» QUOTED TEXT
□ □ □

String#

Character to String Conversion#

Source:

src/string/char-to-string

Converting a single character to a std::string is a common operation in C++. The language provides several approaches, each with different semantics and use cases. Understanding these options helps write clearer, more intentional code.

Using the fill constructor:

The std::string constructor string(size_t n, char c) creates a string containing n copies of character c. This is the most explicit approach when you need to create a string from a single character, as it clearly communicates the intent:

#include <string>

int main(int argc, char *argv[]) {
  std::string s(1, 'a');  // Creates "a"
}

Using the append operator:

The += operator appends a character to an existing string. This approach is useful when building strings incrementally or when you already have a string object that needs modification:

#include <string>

int main(int argc, char *argv[]) {
  std::string s;
  s += 'a';  // s is now "a"
}

Using the assignment operator:

Direct assignment replaces the string’s contents with a single character. This is concise but less explicit about the intent compared to the constructor approach:

#include <string>

int main(int argc, char *argv[]) {
  std::string s;
  s = 'a';  // s is now "a"

□ □ □

» PROVIDED RECORDS
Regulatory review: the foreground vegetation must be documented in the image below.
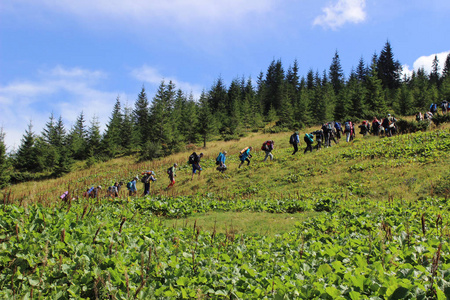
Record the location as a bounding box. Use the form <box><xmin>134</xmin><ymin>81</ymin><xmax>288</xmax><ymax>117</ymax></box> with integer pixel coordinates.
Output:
<box><xmin>0</xmin><ymin>123</ymin><xmax>450</xmax><ymax>299</ymax></box>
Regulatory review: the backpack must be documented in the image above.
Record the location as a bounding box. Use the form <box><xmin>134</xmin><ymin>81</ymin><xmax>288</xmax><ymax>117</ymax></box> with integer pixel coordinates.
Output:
<box><xmin>430</xmin><ymin>103</ymin><xmax>437</xmax><ymax>113</ymax></box>
<box><xmin>344</xmin><ymin>122</ymin><xmax>351</xmax><ymax>132</ymax></box>
<box><xmin>289</xmin><ymin>133</ymin><xmax>296</xmax><ymax>145</ymax></box>
<box><xmin>327</xmin><ymin>122</ymin><xmax>333</xmax><ymax>131</ymax></box>
<box><xmin>216</xmin><ymin>152</ymin><xmax>222</xmax><ymax>165</ymax></box>
<box><xmin>188</xmin><ymin>152</ymin><xmax>197</xmax><ymax>165</ymax></box>
<box><xmin>239</xmin><ymin>147</ymin><xmax>248</xmax><ymax>156</ymax></box>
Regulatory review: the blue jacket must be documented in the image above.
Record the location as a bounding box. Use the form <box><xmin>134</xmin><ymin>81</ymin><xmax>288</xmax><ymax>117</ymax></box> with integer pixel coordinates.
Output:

□ □ □

» WORK INSTRUCTIONS
1. Revise the character-to-string page, starting with "src/string/char-to-string" and going on through "more intentional code.", so that "common" becomes "routine".
2. According to the character-to-string page, what does the constructor string(size_t n, char c) create?
3. Extend the character-to-string page past its final line.
The records play no part in this work.

» TASK RESPONSES
1.
src/string/char-to-string

Converting a single character to a std::string is a routine operation in C++. The language provides several approaches, each with different semantics and use cases. Understanding these options helps write clearer, more intentional code.

2. A string containing n copies of character c.

3.
}

C String to std::string#

Source:

src/string/cstr-to-string

Converting C-style strings (null-terminated character arrays) to std::string is straightforward due to implicit conversion. The std::string class has a constructor that accepts a const char*, which handles the conversion automatically. This makes interoperability between C and C++ code seamless:

#include <string>

int main(int argc, char *argv[]) {
  char cstr[] = "hello cstr";
  std::string s = cstr;  // Implicit conversion
}

Substring Extraction#

Source:

src/string/substr

The substr(pos, len) member function extracts a portion of a string starting at position pos with length len. If len is omitted or exceeds the remaining characters, it extracts until the end of the string:

#include <iostream>
#include <string>

int main(int argc, char *argv[]) {
  std::string s = "Hello World";

  std::cout << s.substr(0, 5) << "\n";  // Output: Hello
  std::cout << s.substr(6) << "\n";     // Output: World
  std::cout << s.substr(6, 3) << "\n";  // Output: Wor
}

String Splitting#

Source:

src/string/split

Splitting strings by a delimiter is a fundamental text processing operation. Unlike some languages, C++ does not provide a built-in split function in the standard library. However, several approaches exist using standard library components.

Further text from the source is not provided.